◆ PERINTAH SOAL
Jawablah tiga pertanyaan berikut berdasarkan teks tentang wilayah pesisir.
(a) Sifat-sifat laut apa saja yang masih memengaruhi bagian daratan wilayah pesisir?
(b) Kedudukan garis pantai berubah-ubah sesuai dengan kedudukan pada saat apa?
(c) Proses apa yang telah dialami sedimen?

::: TEKS BACAAN

Wilayah pesisir adalah wilayah pertemuan antara daratan dan laut, ke
arah darat meliputi bagian daratan yang masih dipengaruhi oleh sifat-sifat
laut seperti pasang surut, angin laut dan intrusi garam, sedangkan ke arah laut
mencakup bagian laut yang masih dipengaruhi oleh proses alami yang ada di
darat seperti sedimentasi dan aliran air tawar serta daerah yang dipengaruhi
oleh kegiatan-kegiatan manusia di daratan. Hal di atas menunjukkan bahwa
tidak ada garis batas yang nyata, sehingga batas wilayah pesisir hanyalah
garis khayal yang letaknya ditentukan oleh situasi dan kondisi setempat
(Anonimb, 2011).
5
Daerah pesisir khususnya kawasan pantai dan sekitarnya menyimpan
potensi kekayaan alam yang besar dan merupakan daerah yang paling banyak
dimanfaatkan. Kawasan pantai sering dimanfaatkan sebagai daerah
pemukiman, tempat pariwi-sata, daerah budidaya, daerah reklamasi dan
sarana umum lainnya seperti jalan (Esry, 2011)
2.2 Faktor Penyebab Perubahan Garis Pantai
Garis pantai adalah garis pertemuan antara air laut dengan daratan
yang kedudukannya berubah-ubah sesuai dengan kedudukan pada saat
pasang surut. Garis laut dapat berubah karena adanya Faktor alam yang
berpengaruh terhadap kondisi pantai antara lain timbulnya gelombang dan
arus yang menyebabkan terjadinya sedimentasi dan abrasi yang berpengaruh
pada berubahnya garis pantai serta kondisi sungai yang bermuara diperairan
tersebut (Esry, 2011).
2.2.1 Sedimentasi
Sedimen merupakan bahan atau partikel yang terdapat
dipermukaan bumi (di daratan ataupun lautan), yang telah mengalami
proses pengangkutan (transportasi) dari satu tempat ke tempat yang lain.

::::::
::: ISI DATA

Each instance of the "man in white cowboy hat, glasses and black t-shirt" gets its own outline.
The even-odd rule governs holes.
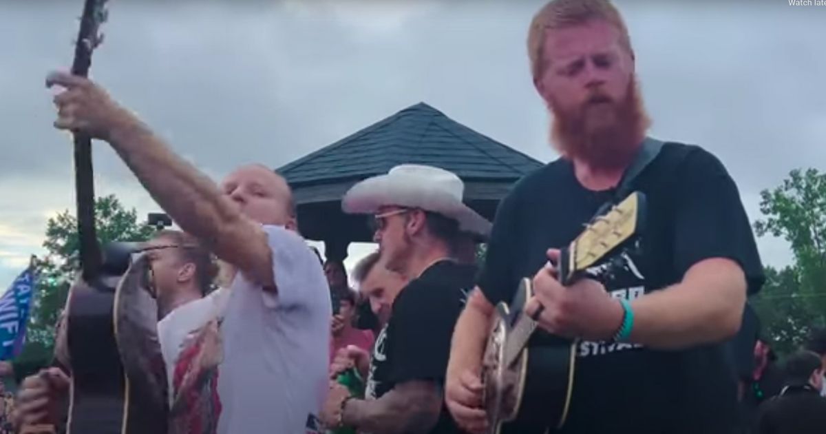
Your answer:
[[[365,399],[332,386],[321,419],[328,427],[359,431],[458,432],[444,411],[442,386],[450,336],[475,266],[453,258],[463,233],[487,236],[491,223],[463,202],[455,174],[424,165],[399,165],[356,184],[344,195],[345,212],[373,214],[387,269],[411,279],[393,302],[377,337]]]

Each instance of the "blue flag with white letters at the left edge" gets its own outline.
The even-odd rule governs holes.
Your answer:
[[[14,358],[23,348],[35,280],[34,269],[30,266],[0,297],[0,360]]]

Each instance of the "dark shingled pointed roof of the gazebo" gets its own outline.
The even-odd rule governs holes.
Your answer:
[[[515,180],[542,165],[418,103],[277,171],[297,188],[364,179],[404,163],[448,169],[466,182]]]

::::::
::: ISI DATA

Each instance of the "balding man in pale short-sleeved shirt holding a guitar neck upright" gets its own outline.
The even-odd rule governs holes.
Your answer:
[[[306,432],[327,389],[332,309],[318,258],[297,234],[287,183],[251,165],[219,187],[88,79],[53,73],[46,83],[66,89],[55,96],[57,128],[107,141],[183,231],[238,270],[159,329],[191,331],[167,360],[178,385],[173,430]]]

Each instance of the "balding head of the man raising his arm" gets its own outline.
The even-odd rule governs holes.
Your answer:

::::::

◆ JAWABAN SOAL
(a) Bagian daratan wilayah pesisir masih dipengaruhi oleh pasang surut, angin laut, dan intrusi garam.
(b) Kedudukan garis pantai berubah-ubah sesuai dengan kedudukan pada saat pasang surut.
(c) Sedimen telah mengalami proses pengangkutan (transportasi) dari satu tempat ke tempat yang lain.